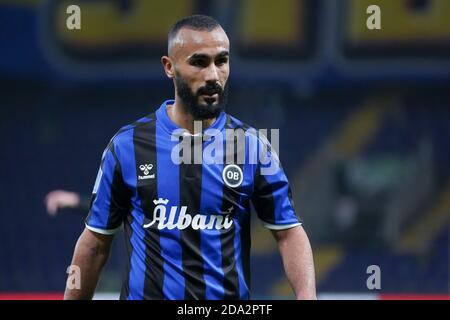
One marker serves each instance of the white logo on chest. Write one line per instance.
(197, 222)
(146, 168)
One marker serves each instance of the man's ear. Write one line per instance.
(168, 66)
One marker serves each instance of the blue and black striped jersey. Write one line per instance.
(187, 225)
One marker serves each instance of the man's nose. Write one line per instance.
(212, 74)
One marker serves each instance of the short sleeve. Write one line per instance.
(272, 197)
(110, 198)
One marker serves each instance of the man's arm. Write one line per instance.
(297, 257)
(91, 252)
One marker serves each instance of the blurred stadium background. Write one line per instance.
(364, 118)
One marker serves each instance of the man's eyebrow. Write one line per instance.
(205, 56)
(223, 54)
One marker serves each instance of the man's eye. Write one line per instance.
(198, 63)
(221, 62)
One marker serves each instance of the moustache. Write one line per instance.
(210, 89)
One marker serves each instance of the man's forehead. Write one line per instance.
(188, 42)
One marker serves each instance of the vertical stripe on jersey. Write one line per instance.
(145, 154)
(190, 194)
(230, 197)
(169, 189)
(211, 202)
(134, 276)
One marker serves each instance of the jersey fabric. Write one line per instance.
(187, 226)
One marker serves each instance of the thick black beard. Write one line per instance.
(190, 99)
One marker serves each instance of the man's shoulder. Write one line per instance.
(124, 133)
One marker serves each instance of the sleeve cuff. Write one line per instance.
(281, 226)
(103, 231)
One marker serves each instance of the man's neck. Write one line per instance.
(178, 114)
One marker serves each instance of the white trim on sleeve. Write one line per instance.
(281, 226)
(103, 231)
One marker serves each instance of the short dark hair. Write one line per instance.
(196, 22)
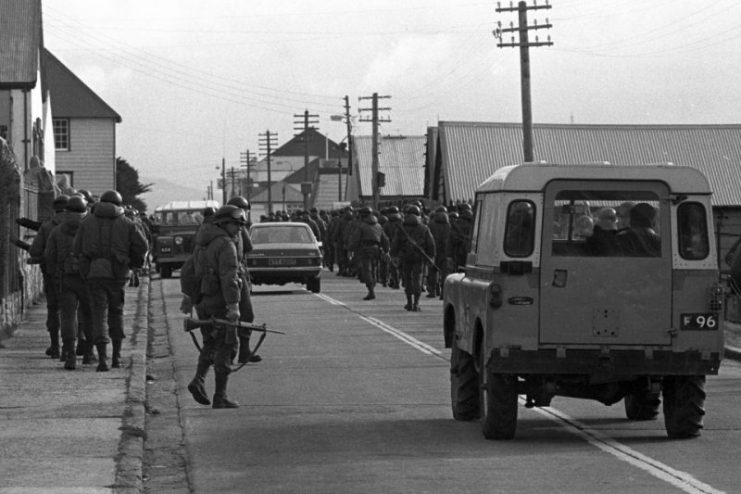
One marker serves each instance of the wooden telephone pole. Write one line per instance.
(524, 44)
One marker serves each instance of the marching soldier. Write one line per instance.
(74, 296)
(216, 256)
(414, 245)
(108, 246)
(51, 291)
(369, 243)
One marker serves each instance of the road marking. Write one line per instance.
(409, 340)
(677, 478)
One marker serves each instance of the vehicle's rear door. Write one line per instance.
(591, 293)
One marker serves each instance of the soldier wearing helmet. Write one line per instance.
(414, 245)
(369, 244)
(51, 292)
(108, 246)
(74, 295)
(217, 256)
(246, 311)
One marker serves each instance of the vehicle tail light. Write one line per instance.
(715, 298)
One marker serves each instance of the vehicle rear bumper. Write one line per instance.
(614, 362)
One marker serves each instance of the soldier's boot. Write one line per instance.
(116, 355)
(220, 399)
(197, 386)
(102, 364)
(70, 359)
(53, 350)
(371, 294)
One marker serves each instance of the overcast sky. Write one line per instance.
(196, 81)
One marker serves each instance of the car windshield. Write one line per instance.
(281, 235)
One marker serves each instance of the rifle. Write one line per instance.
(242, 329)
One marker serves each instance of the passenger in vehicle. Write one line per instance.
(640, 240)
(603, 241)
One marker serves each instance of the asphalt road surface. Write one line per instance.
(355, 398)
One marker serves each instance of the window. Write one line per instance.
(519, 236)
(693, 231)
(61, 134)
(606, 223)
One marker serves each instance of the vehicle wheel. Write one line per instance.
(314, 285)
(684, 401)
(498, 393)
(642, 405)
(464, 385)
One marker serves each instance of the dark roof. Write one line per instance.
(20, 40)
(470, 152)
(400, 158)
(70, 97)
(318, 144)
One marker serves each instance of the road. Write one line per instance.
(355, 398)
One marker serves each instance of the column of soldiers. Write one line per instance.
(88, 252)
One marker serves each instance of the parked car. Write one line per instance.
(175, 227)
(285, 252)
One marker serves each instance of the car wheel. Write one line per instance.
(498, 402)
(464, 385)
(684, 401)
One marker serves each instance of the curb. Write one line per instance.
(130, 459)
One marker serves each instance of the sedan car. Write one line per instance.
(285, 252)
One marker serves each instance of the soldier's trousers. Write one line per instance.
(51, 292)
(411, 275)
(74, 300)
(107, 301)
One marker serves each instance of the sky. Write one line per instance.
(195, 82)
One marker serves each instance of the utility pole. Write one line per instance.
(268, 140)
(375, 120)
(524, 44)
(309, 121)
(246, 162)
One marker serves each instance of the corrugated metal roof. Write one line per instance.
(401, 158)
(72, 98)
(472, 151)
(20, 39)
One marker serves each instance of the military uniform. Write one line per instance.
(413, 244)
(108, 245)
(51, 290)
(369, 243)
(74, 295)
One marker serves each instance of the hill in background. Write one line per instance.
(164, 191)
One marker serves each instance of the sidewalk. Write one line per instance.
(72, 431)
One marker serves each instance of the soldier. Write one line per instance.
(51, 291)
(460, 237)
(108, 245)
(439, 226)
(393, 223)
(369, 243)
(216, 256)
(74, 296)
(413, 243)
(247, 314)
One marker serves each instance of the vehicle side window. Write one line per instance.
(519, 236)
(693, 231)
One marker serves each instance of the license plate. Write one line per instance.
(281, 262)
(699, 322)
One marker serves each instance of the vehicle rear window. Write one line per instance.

|---|

▸ REQUIRED ACTION
Repeat the full listing above exactly, with no pictures in the copy.

▸ YOUR RESPONSE
One marker serves each instance of the white logo on chest. Write one line per instance.
(197, 222)
(146, 168)
One marker serves each instance of the man's ear. Write one line per instance.
(168, 66)
One marker serves each instance of the blue and black striped jersey. Write one line per instance.
(187, 225)
One marker serves each instance of the man's nose. Write one line per instance.
(212, 74)
One marker serves each instance of the short sleeve. Write one line per instance.
(272, 197)
(110, 198)
One marker serves each instance of the man's arm. Write one line per instance.
(297, 257)
(91, 252)
One marker serves each instance of the blurred stadium background. Write one line per instance.
(364, 118)
One marker serves each instance of the man's eyebrow. Write one line per instance.
(205, 56)
(223, 54)
One marker serves each instance of the man's eye. Write one line per instance.
(198, 63)
(221, 62)
One marker serves each instance of the moustache. Write one line per instance.
(210, 89)
One marker serves each instance of the man's forehead. Write one line per instance.
(188, 42)
One marker serves each instance of the vertical stripe on jersey. Write one line per instance.
(145, 154)
(190, 194)
(230, 197)
(169, 189)
(211, 202)
(134, 276)
One marker serves each instance of the jersey fabric. Write one line per instance.
(187, 226)
One marker serves each instance of the thick black beard. Write one line per instance.
(190, 99)
One marker serves each instance of the man's shoulder. Write one line per instance.
(124, 133)
One marker serves each instance of the sleeve cuff. Write one line per instance.
(281, 226)
(103, 231)
One marker serves each instance of the man's neck. Write one line per instance.
(178, 114)
One marker serves each instance of the white trim on sleeve. Write one line per instance.
(281, 226)
(103, 231)
One marker serves each instance of the short dark hair. Write one line per instance.
(196, 22)
One marker serves each instance of the wooden telephone pole. Write one line per instance.
(524, 44)
One marker serves each instance of the marching soldier. Write one line per instance.
(74, 296)
(216, 256)
(414, 245)
(108, 246)
(51, 291)
(369, 243)
One marker serves each instance of the road marking. Write one line per instance.
(409, 340)
(677, 478)
One marker serves each instance of the vehicle's rear door. Write one line per instance.
(591, 293)
One marker serves each instance of the soldier wearing helmet. Write one line per instance.
(414, 245)
(369, 244)
(51, 292)
(108, 246)
(74, 295)
(217, 256)
(246, 311)
One marker serves each instance of the vehicle tail light. Write one line per instance.
(715, 298)
One marker serves each instance of the vehicle rear bumper. Write one line per instance.
(614, 362)
One marker serves each instance of the soldier's boot. Write one line per instance.
(116, 355)
(220, 399)
(197, 386)
(102, 364)
(70, 359)
(53, 350)
(371, 294)
One marker serves each instance of the overcast sky. Write one line per instance.
(196, 81)
One marker serves each instance of the car windshield. Write one line per instance.
(281, 235)
One marker serves each instance of the rifle. Write one line per instance.
(242, 329)
One marker serves each instance of the passenger in vehicle. Write one line per instance.
(640, 240)
(603, 241)
One marker serves each instance of the asphalt road surface. Write one line per instance.
(355, 398)
One marker serves each instance of the window. Write one line per instance.
(519, 236)
(693, 231)
(61, 134)
(606, 223)
One marker serves each instance of the vehicle wheel. Write one line per instance.
(314, 285)
(684, 401)
(498, 393)
(642, 405)
(464, 385)
One marker serves each instance of the dark roof. Write one line per instance.
(20, 40)
(470, 152)
(400, 158)
(70, 97)
(318, 144)
One marker serves each instance of the road. Write one line per instance.
(355, 398)
One marker serves each instance of the column of soldiers. Write one line per instance.
(88, 252)
One marker serves each instance of the parked car. Write one line per instance.
(175, 227)
(285, 252)
One marker serves each instance of the car wheel. Write one line per instance.
(498, 402)
(464, 385)
(684, 401)
One marker serves each instance of the curb. Write one line per instance.
(130, 459)
One marker serves each instance of the sedan car. Write one line per instance.
(285, 252)
One marker serves each instance of the soldier's trousers. Write one line per instance.
(51, 292)
(411, 275)
(74, 300)
(107, 301)
One marker serves each instance of the sky. Write one line per instance.
(195, 82)
One marker serves each instance of the utility pole. Write one line per instance.
(268, 140)
(375, 120)
(524, 44)
(309, 121)
(246, 162)
One marker serves each instance of the corrugated metal roof. Write one line per instance.
(401, 158)
(72, 98)
(472, 151)
(20, 39)
One marker serves each instance of the military uniform. Write one line per instance.
(413, 244)
(108, 245)
(51, 290)
(369, 243)
(74, 295)
One marker serves each instance of the hill in background. Write one line per instance.
(164, 191)
One marker serves each instance of the sidewalk. Write one line per instance.
(72, 431)
One marker serves each instance of the soldier. Write one line per instance.
(51, 291)
(460, 237)
(108, 245)
(439, 226)
(393, 223)
(369, 243)
(216, 256)
(74, 296)
(413, 243)
(247, 314)
One marker serves each instance of the vehicle side window. Write one line per instance.
(519, 236)
(693, 231)
One marker serves each instance of the license plate. Write one line per instance.
(281, 262)
(699, 322)
One marker serves each instance of the vehicle rear window. Write one line per instance.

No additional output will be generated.